‘Doesn’t make sense’ to ask men if they are pregnant before a scan, says health secretary | Politics News

Health Secretary Sajid Javid has said it “doesn’t make any sense” for male patients to be asked if they are pregnant before a scan.

It comes after a report said that patients at some NHS trusts in England, prior to having an X-ray or MRI scan, were being asked if they were expecting a baby regardless of gender identity.

This was to ensure it was safe to proceed, given the harm that radiation can pose to unborn children, according to the newspaper report.

Mr Javid said: “On a personal level I can’t think of why you would ask anyone that’s a biological male if they are pregnant or have been pregnant.

Sajid Javid said: ‘If there is some kind of clinical reason for an NHS hospital to do that then that’s a decision for them’

“If there is some kind of clinical reason for an NHS hospital to do that then that’s a decision for them.”

Labour’s shadow chancellor Rachel Reeves, who was asked to comment on the question of whether everyone should be asked if they are pregnant, earlier told Sky News: “I don’t think that most men are asked that question… That sounds a little bit odd to me.”

Politicians have come under scrutiny over their attitudes to gender identity issues over recent days with Labour’s front bench particularly in the spotlight.

# Exercise data
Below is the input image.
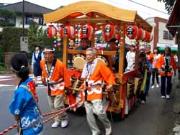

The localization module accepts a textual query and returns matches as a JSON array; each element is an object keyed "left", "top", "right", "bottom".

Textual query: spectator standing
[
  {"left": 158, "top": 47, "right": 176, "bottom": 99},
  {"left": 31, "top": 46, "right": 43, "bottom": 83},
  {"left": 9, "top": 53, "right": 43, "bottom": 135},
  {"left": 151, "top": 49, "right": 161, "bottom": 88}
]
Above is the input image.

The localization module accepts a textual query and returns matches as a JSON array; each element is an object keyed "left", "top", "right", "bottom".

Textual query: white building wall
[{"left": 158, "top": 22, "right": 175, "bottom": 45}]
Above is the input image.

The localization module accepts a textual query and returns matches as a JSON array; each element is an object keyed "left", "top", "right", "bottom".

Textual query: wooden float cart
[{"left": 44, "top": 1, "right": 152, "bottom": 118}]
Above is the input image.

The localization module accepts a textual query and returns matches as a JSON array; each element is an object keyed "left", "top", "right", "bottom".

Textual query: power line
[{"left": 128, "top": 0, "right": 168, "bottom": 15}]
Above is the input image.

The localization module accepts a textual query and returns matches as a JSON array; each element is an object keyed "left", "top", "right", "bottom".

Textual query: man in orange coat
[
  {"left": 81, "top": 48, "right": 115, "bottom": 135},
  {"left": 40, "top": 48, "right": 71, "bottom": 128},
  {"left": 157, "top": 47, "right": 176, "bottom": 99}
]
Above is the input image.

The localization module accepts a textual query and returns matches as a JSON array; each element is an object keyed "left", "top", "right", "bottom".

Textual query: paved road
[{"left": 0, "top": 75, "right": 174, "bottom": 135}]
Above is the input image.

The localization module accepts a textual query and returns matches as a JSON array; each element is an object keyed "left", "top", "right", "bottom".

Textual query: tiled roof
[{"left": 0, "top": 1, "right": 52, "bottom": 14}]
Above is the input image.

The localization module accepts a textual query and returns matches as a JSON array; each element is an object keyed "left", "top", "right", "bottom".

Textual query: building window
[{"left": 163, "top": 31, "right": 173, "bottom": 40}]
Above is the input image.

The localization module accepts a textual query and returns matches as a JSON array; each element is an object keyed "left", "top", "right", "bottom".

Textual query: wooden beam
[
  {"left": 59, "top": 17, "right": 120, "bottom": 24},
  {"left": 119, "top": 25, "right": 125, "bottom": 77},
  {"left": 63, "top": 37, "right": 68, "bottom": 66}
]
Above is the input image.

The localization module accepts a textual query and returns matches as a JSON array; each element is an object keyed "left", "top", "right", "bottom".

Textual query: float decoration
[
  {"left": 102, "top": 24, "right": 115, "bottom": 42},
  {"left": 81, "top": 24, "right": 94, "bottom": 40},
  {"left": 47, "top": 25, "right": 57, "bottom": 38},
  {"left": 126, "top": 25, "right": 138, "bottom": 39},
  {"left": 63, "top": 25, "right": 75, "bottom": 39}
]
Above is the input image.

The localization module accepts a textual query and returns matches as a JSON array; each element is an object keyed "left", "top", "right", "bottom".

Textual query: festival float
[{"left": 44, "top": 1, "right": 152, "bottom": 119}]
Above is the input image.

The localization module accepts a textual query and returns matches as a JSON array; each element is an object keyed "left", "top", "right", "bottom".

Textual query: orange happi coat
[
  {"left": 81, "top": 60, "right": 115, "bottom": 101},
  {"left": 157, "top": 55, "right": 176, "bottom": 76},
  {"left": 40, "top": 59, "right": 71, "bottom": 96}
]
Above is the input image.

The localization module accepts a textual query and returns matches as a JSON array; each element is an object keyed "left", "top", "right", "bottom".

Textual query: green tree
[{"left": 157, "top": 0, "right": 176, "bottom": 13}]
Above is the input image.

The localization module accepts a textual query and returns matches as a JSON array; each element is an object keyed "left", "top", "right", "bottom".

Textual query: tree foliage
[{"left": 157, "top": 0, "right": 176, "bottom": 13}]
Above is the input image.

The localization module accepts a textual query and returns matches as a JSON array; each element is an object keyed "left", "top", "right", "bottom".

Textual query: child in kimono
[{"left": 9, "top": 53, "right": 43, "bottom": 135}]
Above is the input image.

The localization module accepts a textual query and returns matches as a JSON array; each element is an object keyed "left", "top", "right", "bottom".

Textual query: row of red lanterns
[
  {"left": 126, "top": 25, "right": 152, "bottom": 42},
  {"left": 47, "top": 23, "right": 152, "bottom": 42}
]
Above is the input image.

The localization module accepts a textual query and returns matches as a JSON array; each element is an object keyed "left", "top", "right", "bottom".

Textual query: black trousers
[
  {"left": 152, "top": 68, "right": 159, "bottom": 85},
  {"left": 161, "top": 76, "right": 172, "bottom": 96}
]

# Actions to take
- a) Repeat the news article word for word, starting at "Health Secretary Sajid" and ending at "have been pregnant.".
- b) Summarize the news article in two sentences.
Rely on the news article alone, please, and not on the records.

# Answer section
- a)
Health Secretary Sajid Javid has said it “doesn’t make any sense” for male patients to be asked if they are pregnant before a scan.

It comes after a report said that patients at some NHS trusts in England, prior to having an X-ray or MRI scan, were being asked if they were expecting a baby regardless of gender identity.

This was to ensure it was safe to proceed, given the harm that radiation can pose to unborn children, according to the newspaper report.

Mr Javid said: “On a personal level I can’t think of why you would ask anyone that’s a biological male if they are pregnant or have been pregnant.

- b) Health Secretary Sajid Javid said it "doesn't make any sense" for male patients to be asked if they are pregnant before a scan, though he added that any clinical reason for doing so would be a decision for the NHS hospital. This followed a report that some NHS trusts in England were asking patients, regardless of gender identity, whether they were expecting a baby before an X-ray or MRI scan, and Labour's Rachel Reeves said such a question "sounds a little bit odd."